Document text:
· · ·

How the boys
Finally beat the girls

© Marie O’ Connor

The Competition Authority has just published a report done for it by Indecon, as part of its study into restrictive practices in selected professions. Medicine was one of those studied.

The Authority appears not to have read at least one of the submissions made to it as part of this study. This submission examined how the services for birth were delivered, and how the boys finally beat the girls. Curiously enough, while Indecon spotted that veterinary nurses, for example, were restricted in their practices by veterinary surgeons, they failed to see that midwives were even more restricted in their practice by obstetricians.

Competition between doctors and midwives for the provision of services for birth is as old as time. Women were doctors without degrees. They were nurses, midwives, herbalists and healers. They were called “wise women” or witches. And, in medieval times, they were burnt at the stake.

Today stake-burning has been replaced by more sophisticated and costly methods. Midwives’ trials are likely to be by court or by fitness to practice tribunals. In America, for example, midwives – accused of practising medicine without a license - are raided at gunpoint to safeguard a lucrative medical monopoly. In Ireland, things are less dramatic.

Last September, self-employed midwife Ann Kelly finally won her marathon five-year legal battle against the Nursing Board. Her case cost the Board EUR2m. in legal costs. The action was initiated by consultant obstetrician Peter Boylan, then Master of the National Maternity Hospital. Dr Boylan complained Ms Kelly to the Board in respect of a home birth, although neither mother nor baby had sustained any injury. Several of Dr Boylan’s former private patients had previously defected to Ms Kelly in mid-pregnancy.

The only services for birth not controlled by obstetricians in Ireland are those provided by self-employed midwives. Less than 3 per cent of midwives work as independent contractors. This is hardly surprising, as there are significant barriers to midwifery practice in the community. Yet midwives today are highly skilled, highly trained specialists in normal birth, who undergo six years' university education to enter the profession.

As consumer dissatisfation with obstetric services grows, demand for community midwifery-based services is increasing. Only a fraction of this demand is being met at the present time. Midwives “market share”, to use the language of the Competition Authority, is less than 0.4 per cent. Demand for their services has been assessed by the Economic and Social Research Institute. According to a 1997 survey carried out by the Institute, 14 per cent of less well off women and 17 per cent of middle-class women said they would like to have the choice of midwifery-based community care.

Restrictions on midwives are many, however. These restrictions are rooted in law, custom and behaviour, such as the recent refusal by the Master of the National Maternity Hospital to supply blood testing and ultrasound scanning facilities to the clients of self-employed midwives.

In many countries, including The Netherlands, France, Germany and New Zealand, midwives have the power to prescribe the drugs and requisites necessary for the practice of their profession. Not in Ireland. Here, the power to prescribe is limited by law to medical practitioners, although midwives are recognised in European law as independent professionals.

· · ·

Material shown:
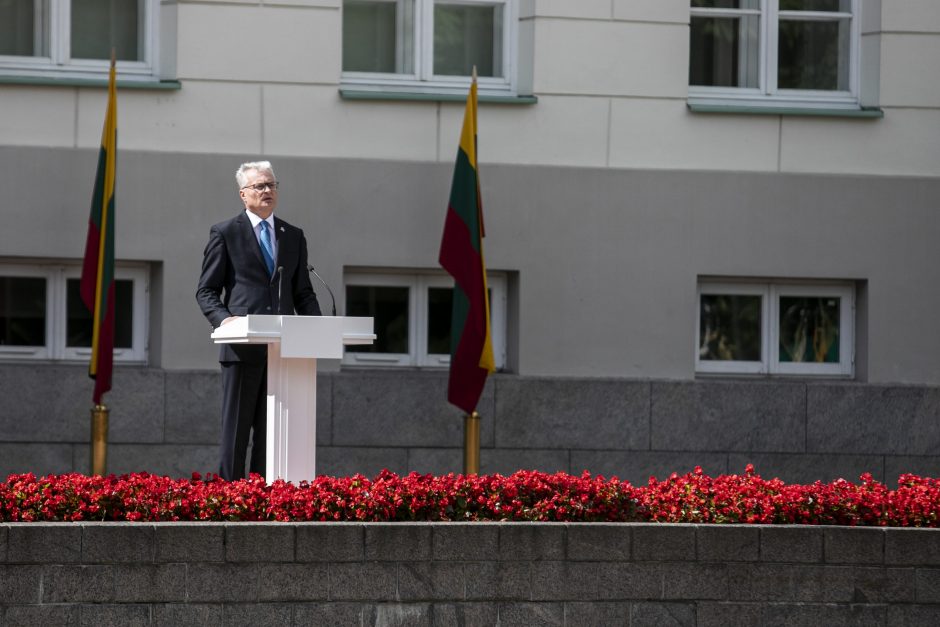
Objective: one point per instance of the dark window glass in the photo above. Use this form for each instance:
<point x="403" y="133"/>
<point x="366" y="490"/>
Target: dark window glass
<point x="724" y="51"/>
<point x="389" y="307"/>
<point x="17" y="28"/>
<point x="809" y="329"/>
<point x="814" y="55"/>
<point x="376" y="38"/>
<point x="730" y="327"/>
<point x="816" y="5"/>
<point x="78" y="324"/>
<point x="99" y="25"/>
<point x="465" y="36"/>
<point x="22" y="311"/>
<point x="440" y="310"/>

· · ·

What this exercise asks:
(a) From the midwifery article above, list every country it names as one where midwives have the power to prescribe the drugs and requisites needed for their profession.
(b) Pick up the midwifery article after its final sentence and extend it in the same formal voice.

Responses:
(a) The Netherlands, France, Germany, New Zealand

(b)
The State makes it difficult for community midwives to access vital drugs, such as ergometrine, and requisites such as oxygen. Even the sterilisation of their equipment is made more difficult by a State that seems bent on putting them out of business.

Irish midwives, if they accompany a client to hospital, are generally told to sit in waiting rooms full of anxious fathers. Dutch midwives, in contrast, have hospital “privileges”, that is, the power to admit and discharge clients to and from hospital. Once in hospital, midwives continue to assume responsibility for their care – they are their clients.

In Britain, midwives also have the right to admit and care for their clients in hospital. Here in Ireland, doctors squabble over the “right” to discharge patients, a power which they guard jealously, and which, if shared, would free up more beds in a dangerously overloaded system.

These restrictions represent a perversion of the public interest. Many see them as constituting an abuse of a dominant position, both by the medical profession and by the State. Indeed, the State appears to be acting as agents for the medical profession. Their common purpose would appear to be nothing less than the maintenance of medical monopoly in maternity care. And it is this monopoly which has left Monaghan and Louth without a maternity service over the past two years.

Why the implacable hostility of the medical establishment to independent midwifery practice? As Deep Throat said to Woodward and Bernstein, in the dark recesses of that sinister underground carpark: “Follow the money”.

The market for private maternity care in this country is estimated to be worth in excess of EUR50m annually. This yields average obstetric incomes of at least EUR500,000, every year, in addition to private fees from gynaecological work – obstetrics and gynaecology are a twin specialty - on top of a basic State salary of, give or take, EUR120,000, plus allowances. How have these extraordinary figures been arrived at? While the number of noughts gets a bit confusing, the calculations themselves are remarkably simple.

In 2001, 57, 882 babies were born in the Republic. According. to the Institute of Public Administration, 45 per cent of the population have private health care insurance. It is reasonable to assume that women avail of this cover as maternity “patients”. If 45 per cent of 58,000 women avail of private maternity care, this represents a market of 26, 100 consumers.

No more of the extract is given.